"""

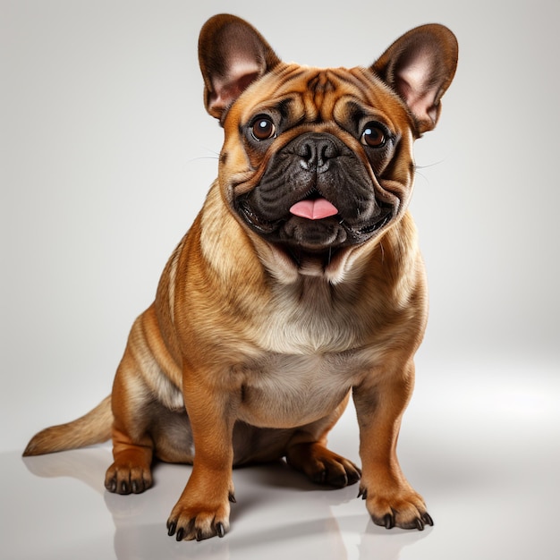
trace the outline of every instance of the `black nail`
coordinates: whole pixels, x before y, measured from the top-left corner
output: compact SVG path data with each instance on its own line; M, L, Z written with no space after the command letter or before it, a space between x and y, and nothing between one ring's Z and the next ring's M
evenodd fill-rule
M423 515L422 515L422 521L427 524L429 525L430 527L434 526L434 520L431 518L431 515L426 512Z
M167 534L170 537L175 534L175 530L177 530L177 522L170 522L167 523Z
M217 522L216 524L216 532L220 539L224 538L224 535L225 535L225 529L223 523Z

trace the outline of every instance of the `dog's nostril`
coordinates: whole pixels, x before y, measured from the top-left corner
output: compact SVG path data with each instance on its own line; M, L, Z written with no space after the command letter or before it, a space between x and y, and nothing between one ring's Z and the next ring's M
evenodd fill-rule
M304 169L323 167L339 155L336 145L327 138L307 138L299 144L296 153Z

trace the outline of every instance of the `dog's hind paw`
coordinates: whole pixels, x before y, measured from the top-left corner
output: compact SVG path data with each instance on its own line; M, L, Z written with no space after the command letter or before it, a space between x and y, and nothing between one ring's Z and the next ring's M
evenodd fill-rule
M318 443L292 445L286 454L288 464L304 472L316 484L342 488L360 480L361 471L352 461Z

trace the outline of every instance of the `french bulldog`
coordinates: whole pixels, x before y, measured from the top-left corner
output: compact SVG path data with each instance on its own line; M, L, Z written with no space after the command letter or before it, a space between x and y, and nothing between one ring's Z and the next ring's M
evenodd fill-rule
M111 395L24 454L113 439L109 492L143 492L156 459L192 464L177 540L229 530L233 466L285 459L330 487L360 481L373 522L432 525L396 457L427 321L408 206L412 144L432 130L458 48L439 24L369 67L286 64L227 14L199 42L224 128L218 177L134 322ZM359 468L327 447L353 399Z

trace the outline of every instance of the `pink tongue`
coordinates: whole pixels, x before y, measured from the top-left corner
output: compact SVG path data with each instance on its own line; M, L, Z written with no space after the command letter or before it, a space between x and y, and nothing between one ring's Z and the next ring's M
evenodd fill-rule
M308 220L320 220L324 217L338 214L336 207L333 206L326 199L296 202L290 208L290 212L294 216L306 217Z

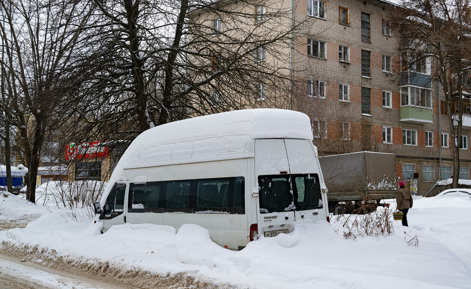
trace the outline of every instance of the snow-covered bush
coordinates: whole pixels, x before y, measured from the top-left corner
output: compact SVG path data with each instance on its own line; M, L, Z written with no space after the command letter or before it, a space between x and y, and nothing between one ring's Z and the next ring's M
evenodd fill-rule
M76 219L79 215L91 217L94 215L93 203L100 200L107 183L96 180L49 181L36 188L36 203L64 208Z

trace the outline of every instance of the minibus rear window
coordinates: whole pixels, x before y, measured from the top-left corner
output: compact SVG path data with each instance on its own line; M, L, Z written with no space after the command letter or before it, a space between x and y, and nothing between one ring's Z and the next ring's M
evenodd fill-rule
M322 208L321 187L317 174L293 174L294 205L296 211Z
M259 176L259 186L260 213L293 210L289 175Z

"""
"""

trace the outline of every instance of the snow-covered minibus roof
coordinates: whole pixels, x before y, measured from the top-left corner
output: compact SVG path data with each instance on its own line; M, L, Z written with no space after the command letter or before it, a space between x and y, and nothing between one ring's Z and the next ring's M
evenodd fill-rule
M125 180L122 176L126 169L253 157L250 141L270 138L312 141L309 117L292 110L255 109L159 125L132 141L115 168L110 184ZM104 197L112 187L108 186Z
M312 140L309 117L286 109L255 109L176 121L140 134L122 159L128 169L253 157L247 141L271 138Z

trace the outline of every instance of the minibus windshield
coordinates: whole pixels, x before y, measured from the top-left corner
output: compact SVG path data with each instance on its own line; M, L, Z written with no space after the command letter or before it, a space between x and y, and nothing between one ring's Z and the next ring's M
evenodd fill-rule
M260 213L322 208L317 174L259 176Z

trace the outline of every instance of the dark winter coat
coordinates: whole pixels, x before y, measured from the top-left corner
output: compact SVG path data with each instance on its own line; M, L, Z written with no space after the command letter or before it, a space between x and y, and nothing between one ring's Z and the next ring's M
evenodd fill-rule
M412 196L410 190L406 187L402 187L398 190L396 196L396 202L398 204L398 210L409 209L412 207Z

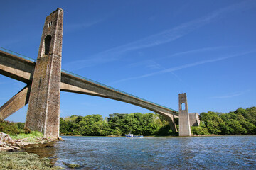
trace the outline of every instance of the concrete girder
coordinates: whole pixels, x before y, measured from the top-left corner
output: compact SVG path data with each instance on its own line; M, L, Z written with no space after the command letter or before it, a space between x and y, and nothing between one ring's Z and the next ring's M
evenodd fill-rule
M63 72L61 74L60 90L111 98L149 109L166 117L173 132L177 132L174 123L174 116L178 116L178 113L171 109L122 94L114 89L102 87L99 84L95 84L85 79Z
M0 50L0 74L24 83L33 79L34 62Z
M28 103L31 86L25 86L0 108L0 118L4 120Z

"""

* [TASK GOAL]:
Can you copy out the lines of the listing verbatim, beginning with the line containing "trace the outline of every instance of the concrete" and ending with the line containing "M28 103L31 86L25 86L0 108L0 118L4 120Z", both included?

* [EXERCISE ANSWER]:
trace the outline of every instance of the concrete girder
coordinates: whole pixels, x before y, measured from the top-left corner
output: compact SVG path data with each instance on its own line; M, L, Z written with no space after the command letter or before it, a space between x and y, and nothing between one ring's Z and the next ring's M
evenodd fill-rule
M63 72L61 74L60 90L111 98L149 109L166 117L173 132L177 132L174 123L174 116L178 116L178 113L171 109L122 94L114 89L102 87L99 84L95 84L85 79Z
M0 50L0 74L24 83L33 79L34 62Z
M28 103L31 86L25 86L0 108L0 118L4 120Z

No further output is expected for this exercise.